INPUT DATA Start Marker
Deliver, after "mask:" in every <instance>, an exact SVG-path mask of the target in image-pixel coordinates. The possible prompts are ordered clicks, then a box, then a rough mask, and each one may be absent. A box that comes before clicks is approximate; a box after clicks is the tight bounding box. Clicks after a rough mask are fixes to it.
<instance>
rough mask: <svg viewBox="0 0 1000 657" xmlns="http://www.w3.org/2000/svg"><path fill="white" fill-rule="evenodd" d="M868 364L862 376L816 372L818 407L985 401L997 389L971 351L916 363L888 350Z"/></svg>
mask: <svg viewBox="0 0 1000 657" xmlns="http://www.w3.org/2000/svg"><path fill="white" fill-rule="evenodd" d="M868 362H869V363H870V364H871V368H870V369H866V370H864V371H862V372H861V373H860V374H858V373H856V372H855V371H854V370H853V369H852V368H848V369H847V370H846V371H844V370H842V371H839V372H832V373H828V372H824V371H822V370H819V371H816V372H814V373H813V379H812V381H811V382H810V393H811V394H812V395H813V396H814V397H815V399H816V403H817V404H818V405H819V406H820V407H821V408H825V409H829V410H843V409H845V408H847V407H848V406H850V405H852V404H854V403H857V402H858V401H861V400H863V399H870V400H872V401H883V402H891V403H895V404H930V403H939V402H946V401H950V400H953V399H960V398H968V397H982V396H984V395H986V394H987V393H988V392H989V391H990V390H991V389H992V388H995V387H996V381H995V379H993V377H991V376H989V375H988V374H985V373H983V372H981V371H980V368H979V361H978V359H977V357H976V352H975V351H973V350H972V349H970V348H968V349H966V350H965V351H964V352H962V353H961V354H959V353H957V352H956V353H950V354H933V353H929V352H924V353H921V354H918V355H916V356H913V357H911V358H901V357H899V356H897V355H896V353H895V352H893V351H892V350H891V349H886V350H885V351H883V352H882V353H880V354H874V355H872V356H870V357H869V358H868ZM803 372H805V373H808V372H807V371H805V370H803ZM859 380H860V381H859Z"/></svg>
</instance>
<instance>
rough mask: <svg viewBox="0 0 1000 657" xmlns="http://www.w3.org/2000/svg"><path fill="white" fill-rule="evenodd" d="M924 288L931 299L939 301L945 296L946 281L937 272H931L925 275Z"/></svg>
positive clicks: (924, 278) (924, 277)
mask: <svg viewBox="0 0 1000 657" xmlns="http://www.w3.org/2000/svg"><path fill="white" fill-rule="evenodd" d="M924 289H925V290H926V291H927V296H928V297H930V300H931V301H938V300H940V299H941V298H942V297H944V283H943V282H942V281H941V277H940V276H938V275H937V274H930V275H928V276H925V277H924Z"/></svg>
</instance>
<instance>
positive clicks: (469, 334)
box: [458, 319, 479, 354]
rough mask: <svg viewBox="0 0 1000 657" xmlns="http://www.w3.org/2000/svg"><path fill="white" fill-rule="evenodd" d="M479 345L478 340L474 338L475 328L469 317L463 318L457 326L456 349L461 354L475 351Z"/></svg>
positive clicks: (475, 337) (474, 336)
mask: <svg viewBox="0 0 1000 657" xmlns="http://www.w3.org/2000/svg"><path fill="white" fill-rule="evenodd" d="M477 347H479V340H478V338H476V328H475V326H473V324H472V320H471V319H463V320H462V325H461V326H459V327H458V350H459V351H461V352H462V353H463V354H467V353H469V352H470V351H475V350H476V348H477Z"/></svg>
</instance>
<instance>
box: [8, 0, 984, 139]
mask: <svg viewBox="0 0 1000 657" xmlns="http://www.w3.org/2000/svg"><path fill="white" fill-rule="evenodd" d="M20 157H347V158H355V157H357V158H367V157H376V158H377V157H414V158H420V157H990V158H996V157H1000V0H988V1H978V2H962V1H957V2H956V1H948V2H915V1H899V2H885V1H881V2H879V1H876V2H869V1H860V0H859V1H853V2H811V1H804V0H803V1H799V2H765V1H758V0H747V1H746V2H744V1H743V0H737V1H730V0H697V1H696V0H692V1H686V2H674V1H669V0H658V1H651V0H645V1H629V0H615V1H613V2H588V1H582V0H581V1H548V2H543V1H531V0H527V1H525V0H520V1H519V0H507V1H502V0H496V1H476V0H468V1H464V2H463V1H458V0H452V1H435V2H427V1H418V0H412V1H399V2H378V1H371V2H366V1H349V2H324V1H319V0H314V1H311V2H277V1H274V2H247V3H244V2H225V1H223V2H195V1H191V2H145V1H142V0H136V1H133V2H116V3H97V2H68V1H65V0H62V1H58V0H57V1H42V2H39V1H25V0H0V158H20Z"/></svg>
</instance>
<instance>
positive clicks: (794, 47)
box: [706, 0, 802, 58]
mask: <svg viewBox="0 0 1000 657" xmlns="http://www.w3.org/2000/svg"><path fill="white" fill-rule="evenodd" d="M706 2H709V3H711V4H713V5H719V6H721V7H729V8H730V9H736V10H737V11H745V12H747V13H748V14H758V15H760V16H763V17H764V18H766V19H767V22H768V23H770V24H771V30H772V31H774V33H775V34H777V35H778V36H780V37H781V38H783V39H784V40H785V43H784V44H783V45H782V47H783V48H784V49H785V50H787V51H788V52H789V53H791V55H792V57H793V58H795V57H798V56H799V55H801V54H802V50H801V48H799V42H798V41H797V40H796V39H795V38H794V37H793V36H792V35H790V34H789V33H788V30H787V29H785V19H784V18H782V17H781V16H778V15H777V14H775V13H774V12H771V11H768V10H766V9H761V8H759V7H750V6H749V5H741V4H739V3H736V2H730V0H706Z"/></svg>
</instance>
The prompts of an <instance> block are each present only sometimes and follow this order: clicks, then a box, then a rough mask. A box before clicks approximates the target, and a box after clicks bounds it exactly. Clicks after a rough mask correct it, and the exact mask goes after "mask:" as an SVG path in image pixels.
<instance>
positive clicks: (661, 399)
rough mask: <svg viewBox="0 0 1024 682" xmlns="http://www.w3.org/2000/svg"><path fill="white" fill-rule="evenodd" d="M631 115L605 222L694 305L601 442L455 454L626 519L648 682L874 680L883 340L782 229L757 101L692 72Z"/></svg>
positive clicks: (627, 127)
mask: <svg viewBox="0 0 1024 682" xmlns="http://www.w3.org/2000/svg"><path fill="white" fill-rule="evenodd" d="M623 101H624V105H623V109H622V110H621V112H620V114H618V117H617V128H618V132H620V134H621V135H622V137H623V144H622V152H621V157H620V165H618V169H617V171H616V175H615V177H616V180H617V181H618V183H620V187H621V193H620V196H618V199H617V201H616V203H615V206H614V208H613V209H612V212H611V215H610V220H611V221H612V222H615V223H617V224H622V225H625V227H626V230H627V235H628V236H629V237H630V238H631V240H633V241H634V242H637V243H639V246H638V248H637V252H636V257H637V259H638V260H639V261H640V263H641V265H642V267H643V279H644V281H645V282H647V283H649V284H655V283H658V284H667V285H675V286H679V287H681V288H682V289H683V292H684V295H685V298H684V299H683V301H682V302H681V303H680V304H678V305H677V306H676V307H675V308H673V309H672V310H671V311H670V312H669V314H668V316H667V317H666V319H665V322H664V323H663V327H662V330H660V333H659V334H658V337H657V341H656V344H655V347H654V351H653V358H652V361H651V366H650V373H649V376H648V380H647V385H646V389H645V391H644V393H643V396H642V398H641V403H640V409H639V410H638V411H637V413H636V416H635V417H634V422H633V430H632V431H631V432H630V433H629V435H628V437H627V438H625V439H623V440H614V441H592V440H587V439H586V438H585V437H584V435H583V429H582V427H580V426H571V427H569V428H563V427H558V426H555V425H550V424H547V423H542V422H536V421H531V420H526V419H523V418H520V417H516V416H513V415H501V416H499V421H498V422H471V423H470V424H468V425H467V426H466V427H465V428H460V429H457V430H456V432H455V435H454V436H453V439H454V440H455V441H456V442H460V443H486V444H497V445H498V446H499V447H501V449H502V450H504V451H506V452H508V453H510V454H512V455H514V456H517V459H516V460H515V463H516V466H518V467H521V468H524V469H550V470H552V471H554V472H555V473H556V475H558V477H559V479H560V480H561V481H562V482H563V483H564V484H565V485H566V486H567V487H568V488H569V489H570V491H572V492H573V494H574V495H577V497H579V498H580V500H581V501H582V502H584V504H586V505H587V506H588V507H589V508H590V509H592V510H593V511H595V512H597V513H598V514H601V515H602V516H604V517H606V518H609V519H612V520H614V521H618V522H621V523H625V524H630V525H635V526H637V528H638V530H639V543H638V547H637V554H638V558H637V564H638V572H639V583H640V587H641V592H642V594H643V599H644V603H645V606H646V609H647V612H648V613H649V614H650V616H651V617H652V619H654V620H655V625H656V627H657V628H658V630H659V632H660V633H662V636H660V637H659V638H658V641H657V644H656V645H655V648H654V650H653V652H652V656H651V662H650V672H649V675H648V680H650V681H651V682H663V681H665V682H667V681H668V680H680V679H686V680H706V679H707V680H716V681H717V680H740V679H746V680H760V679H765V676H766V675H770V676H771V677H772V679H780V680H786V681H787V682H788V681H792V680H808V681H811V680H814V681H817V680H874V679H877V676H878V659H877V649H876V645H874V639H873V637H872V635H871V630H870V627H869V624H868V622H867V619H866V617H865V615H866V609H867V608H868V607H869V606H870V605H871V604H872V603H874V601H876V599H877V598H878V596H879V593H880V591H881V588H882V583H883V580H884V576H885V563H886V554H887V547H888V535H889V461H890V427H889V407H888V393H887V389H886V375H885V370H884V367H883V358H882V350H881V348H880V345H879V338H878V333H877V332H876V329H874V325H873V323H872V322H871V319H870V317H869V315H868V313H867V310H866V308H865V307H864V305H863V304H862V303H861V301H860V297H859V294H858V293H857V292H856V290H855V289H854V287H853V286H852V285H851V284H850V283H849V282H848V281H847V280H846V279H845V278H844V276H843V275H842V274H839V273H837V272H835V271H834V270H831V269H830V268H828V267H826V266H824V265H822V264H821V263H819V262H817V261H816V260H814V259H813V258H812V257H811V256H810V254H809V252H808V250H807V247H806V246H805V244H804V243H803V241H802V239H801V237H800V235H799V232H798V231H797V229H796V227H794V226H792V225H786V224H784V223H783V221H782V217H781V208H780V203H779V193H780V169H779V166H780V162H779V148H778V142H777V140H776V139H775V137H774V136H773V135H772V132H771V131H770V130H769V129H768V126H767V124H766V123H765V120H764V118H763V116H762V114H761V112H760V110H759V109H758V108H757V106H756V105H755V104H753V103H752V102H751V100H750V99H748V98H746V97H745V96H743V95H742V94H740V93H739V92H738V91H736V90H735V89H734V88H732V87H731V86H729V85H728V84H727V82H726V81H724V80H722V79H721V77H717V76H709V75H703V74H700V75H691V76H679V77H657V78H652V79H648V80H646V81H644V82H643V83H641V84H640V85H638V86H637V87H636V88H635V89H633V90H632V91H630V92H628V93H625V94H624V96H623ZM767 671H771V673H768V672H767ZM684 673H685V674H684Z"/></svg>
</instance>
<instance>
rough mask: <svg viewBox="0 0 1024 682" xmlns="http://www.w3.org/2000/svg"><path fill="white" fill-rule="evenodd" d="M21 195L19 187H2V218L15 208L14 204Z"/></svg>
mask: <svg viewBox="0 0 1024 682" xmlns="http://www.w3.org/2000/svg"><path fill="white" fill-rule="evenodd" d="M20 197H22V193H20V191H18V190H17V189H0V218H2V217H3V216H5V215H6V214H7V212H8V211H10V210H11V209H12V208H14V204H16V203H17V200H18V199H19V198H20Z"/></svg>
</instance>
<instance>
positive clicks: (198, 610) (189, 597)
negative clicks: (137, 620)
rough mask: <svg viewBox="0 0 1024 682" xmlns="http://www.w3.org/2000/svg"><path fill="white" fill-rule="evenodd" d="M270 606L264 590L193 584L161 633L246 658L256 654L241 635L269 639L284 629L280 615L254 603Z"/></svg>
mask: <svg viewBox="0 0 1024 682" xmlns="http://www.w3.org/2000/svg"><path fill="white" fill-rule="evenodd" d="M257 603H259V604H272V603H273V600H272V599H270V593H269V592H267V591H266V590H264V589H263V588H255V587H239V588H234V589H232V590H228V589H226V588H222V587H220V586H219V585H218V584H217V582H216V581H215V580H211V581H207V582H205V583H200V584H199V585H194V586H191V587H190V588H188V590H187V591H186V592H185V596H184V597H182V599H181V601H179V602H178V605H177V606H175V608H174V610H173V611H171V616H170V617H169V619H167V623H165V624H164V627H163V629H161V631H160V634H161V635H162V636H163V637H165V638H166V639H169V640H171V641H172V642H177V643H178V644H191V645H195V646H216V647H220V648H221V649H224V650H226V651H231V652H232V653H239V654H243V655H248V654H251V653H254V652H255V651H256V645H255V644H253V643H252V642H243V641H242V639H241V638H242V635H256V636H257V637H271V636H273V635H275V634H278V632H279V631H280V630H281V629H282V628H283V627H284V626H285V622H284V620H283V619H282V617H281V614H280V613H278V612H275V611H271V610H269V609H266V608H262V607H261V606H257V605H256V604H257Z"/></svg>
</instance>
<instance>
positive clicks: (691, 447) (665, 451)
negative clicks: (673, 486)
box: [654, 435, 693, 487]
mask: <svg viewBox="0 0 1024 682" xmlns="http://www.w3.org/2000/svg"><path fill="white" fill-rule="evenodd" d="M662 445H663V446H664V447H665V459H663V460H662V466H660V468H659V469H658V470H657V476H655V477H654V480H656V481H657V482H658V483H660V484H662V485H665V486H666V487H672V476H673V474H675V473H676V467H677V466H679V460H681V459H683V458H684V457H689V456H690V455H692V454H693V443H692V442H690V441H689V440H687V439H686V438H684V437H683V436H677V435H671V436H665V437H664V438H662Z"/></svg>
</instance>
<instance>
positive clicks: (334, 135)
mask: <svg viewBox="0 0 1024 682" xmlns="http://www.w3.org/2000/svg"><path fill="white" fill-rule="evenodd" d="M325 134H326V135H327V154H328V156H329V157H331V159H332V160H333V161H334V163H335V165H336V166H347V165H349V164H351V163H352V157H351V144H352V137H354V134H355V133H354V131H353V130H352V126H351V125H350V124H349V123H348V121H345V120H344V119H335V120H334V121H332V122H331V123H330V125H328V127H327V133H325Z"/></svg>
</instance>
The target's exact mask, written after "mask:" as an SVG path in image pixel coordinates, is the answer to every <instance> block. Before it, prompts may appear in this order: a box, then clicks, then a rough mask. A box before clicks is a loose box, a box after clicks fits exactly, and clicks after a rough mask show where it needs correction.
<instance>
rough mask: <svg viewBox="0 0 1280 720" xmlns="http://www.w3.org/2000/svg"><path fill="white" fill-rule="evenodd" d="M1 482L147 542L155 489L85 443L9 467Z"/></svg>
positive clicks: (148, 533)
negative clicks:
INPUT DATA End Marker
> ACTION ITEM
Your task is to write out the lines from the one with "482L147 542L155 489L85" through the end of the records, exactly and with nothing added.

> SOLUTION FOR THIS TASK
rough mask: <svg viewBox="0 0 1280 720" xmlns="http://www.w3.org/2000/svg"><path fill="white" fill-rule="evenodd" d="M1 482L147 542L155 489L85 443L9 467Z"/></svg>
positive clicks: (148, 533)
negative clicks:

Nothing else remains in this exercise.